_Exercise prompt_. Render the stretch of the data from the line containing "For every instance of the white wall, mark" through the line containing "[[423, 386], [197, 103]]" as a numbered list, omitting any blank lines.

____ Material provided

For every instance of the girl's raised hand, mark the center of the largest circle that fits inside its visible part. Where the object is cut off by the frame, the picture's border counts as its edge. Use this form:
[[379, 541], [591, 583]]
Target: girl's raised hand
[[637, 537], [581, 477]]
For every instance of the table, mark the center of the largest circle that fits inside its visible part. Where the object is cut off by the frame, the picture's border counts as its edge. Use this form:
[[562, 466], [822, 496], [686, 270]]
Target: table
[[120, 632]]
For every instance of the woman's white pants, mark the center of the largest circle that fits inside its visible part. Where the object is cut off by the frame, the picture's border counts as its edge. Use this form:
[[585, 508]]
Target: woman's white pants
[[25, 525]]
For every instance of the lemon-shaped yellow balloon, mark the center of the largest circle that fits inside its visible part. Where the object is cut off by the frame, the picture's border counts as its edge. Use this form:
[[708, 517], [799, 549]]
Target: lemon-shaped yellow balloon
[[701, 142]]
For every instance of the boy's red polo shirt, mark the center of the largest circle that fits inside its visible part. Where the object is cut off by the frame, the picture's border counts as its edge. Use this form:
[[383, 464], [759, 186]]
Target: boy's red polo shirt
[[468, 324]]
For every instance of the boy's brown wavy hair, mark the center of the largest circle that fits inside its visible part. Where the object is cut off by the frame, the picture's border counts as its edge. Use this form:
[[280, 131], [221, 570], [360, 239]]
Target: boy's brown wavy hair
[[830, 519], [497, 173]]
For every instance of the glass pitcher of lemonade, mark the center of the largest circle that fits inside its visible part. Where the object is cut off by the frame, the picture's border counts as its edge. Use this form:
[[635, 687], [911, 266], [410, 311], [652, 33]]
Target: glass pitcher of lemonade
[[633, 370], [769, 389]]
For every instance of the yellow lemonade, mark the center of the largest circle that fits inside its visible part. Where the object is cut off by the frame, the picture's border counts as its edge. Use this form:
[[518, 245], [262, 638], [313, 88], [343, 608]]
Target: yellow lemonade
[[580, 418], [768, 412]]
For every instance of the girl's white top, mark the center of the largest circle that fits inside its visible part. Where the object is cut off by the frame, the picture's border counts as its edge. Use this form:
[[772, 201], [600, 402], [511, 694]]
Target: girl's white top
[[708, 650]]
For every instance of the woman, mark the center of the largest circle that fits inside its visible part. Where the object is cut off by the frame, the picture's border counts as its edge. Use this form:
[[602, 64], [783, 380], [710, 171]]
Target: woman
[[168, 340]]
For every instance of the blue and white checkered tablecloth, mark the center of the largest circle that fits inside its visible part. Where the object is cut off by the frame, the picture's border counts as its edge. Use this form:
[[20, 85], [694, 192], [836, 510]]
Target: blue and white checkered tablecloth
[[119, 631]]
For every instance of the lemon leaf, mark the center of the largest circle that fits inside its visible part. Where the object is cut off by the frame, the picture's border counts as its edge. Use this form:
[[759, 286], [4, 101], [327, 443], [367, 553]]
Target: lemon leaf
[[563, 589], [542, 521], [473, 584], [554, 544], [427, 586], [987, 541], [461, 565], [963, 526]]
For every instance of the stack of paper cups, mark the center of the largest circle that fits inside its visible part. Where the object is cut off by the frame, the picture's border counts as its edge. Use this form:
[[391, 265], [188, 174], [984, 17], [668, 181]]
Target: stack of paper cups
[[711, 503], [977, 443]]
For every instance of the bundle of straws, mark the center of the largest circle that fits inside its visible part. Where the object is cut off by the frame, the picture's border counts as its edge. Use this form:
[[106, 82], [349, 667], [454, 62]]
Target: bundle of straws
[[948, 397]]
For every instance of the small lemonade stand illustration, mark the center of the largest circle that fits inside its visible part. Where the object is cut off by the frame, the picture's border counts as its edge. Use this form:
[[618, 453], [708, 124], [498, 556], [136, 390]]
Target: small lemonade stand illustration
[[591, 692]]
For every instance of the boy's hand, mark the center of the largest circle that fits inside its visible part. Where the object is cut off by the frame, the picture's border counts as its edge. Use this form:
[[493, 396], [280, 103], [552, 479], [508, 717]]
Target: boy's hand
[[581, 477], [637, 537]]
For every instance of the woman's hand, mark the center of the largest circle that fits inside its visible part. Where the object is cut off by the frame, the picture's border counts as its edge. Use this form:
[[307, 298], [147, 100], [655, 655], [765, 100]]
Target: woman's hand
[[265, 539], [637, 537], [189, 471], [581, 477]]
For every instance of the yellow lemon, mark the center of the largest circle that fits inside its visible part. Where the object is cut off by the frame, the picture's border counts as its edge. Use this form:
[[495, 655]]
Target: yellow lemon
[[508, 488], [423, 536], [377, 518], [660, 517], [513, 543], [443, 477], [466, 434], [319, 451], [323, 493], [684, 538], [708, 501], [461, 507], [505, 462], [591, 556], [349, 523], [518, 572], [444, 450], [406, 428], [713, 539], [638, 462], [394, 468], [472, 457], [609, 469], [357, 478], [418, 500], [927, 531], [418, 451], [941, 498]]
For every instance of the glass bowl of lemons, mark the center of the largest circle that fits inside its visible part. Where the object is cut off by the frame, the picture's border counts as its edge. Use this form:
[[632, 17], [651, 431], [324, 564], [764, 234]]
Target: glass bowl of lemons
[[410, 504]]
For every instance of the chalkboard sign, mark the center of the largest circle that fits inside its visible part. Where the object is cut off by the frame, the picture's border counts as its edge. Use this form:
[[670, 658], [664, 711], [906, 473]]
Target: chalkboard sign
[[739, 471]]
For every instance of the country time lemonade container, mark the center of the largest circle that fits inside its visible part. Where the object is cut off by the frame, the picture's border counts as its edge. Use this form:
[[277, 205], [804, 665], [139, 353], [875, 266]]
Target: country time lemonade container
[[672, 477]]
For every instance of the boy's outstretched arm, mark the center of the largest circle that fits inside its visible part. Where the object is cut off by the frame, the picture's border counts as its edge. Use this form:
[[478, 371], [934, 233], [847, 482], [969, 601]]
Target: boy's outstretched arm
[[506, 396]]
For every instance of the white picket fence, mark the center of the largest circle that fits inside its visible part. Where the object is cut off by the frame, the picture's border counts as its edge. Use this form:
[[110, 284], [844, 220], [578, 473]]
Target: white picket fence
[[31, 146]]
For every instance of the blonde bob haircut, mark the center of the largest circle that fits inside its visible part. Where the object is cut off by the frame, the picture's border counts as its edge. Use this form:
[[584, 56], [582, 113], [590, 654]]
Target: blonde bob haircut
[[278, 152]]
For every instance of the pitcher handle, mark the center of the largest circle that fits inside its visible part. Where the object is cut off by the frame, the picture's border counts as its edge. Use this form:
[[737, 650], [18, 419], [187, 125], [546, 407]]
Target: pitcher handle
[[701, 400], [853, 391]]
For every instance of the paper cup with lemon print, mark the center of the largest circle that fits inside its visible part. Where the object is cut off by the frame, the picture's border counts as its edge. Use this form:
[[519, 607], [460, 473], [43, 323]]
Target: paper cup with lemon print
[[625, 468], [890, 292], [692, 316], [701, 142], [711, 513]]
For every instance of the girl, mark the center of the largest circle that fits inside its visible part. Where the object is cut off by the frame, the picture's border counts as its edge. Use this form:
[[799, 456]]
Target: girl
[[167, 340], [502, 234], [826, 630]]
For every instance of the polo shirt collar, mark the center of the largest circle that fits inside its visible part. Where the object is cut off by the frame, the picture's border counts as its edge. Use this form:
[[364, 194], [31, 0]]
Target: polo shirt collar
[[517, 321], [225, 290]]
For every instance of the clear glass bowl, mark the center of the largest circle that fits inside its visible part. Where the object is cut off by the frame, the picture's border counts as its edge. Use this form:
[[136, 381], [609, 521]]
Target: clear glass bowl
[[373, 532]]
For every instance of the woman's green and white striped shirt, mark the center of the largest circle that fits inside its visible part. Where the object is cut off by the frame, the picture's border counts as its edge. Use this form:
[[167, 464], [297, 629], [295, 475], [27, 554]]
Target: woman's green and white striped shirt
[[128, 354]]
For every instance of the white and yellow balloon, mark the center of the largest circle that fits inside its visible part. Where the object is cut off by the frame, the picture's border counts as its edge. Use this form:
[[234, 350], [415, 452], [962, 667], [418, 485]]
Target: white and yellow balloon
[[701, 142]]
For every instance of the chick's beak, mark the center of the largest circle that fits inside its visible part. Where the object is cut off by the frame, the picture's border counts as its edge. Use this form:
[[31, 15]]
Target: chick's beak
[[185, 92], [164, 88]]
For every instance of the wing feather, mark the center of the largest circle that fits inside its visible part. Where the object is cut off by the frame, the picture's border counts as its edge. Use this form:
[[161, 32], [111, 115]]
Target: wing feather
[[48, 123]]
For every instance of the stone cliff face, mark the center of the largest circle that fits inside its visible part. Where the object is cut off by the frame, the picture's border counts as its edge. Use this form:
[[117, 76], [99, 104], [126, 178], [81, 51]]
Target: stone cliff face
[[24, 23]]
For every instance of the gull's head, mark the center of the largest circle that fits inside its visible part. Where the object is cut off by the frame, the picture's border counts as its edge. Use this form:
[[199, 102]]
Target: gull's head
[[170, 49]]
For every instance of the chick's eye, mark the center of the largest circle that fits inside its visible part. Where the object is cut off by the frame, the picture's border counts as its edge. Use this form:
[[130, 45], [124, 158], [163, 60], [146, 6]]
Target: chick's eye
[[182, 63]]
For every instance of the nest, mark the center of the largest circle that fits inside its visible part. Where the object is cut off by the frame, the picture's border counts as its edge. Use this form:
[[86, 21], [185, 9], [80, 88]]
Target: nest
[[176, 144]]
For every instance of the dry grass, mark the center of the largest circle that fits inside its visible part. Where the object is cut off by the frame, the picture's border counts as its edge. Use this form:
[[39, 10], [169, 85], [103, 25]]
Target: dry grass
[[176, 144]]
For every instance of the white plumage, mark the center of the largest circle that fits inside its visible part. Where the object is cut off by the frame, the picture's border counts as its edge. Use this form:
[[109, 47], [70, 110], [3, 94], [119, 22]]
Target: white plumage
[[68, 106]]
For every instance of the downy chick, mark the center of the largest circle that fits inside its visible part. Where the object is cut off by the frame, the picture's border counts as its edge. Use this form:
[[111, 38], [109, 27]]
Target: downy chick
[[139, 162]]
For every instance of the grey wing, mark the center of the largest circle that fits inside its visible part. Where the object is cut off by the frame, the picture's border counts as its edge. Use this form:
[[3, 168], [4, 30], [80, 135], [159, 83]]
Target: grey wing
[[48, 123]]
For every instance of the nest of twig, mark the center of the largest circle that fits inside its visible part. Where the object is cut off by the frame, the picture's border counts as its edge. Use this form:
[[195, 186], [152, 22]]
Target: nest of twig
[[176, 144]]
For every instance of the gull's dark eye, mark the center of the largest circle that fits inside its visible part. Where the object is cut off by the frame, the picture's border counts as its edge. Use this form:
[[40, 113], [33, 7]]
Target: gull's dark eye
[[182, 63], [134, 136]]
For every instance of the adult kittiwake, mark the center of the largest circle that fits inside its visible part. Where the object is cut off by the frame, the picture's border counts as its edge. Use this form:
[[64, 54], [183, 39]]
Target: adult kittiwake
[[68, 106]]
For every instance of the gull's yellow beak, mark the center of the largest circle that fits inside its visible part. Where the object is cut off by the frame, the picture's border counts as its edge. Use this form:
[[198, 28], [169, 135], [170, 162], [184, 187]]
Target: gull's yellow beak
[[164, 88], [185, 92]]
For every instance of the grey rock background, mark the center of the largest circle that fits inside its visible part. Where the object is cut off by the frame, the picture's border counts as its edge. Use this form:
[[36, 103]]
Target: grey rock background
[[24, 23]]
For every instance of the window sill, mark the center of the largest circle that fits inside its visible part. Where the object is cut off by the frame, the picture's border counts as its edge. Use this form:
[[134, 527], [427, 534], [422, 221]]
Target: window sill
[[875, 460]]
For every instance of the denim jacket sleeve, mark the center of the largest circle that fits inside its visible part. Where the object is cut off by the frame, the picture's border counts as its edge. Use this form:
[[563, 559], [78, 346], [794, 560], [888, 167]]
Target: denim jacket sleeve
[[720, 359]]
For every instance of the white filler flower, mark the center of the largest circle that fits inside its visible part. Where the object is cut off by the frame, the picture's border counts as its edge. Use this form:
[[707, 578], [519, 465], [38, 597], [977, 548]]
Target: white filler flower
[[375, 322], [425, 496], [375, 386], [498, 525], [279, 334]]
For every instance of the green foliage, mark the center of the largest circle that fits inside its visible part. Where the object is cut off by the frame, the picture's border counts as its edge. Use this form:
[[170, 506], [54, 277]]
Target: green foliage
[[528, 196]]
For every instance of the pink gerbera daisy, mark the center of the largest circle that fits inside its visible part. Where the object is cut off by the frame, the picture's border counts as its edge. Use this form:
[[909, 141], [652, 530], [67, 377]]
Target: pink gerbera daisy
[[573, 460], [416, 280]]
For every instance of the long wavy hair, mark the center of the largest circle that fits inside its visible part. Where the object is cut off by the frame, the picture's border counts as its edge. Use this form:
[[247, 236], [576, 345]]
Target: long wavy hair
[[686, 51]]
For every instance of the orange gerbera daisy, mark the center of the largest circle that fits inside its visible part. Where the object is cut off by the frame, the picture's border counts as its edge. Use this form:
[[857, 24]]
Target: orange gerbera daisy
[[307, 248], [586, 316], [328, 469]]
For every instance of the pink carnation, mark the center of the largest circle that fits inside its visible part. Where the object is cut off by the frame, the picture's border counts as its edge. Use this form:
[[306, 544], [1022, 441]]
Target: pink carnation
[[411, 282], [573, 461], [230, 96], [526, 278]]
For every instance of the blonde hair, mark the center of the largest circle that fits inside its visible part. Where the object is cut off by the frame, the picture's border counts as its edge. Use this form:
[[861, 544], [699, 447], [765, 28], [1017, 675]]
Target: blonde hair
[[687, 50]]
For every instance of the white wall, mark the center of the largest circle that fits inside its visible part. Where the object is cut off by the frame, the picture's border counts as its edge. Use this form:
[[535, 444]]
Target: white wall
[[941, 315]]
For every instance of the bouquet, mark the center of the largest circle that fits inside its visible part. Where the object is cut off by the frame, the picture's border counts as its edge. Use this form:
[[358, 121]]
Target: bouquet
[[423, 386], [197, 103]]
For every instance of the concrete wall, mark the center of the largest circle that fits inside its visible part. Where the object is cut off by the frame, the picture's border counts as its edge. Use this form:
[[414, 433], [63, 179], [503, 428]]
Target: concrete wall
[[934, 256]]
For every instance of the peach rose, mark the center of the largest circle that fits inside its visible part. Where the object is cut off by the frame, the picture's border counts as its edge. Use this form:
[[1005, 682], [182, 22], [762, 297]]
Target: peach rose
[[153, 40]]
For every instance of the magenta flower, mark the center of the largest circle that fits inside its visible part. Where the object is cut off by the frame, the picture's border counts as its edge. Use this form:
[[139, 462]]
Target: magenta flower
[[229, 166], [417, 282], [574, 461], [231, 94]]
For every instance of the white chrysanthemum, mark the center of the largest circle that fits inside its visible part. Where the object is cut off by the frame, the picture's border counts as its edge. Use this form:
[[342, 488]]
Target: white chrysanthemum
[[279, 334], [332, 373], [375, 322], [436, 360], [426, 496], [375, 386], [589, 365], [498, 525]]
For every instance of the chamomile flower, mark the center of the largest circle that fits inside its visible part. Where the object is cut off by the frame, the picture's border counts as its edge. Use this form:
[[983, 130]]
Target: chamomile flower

________

_Solution to this exercise_.
1. For every instance of the white wall, mark the center of the largest circle that fits inside its visible part. Where the object is cut off by the frame, the picture's border counts as its edge. Use this form:
2. [[535, 444]]
3. Target: white wall
4. [[941, 315]]
5. For every instance of the bouquet, mark the center of the largest circle that fits inside its visible part. Where the object is cut off by the frame, the picture's border counts as its edge. Use this form:
6. [[358, 121]]
7. Target: bouquet
8. [[423, 386], [197, 103]]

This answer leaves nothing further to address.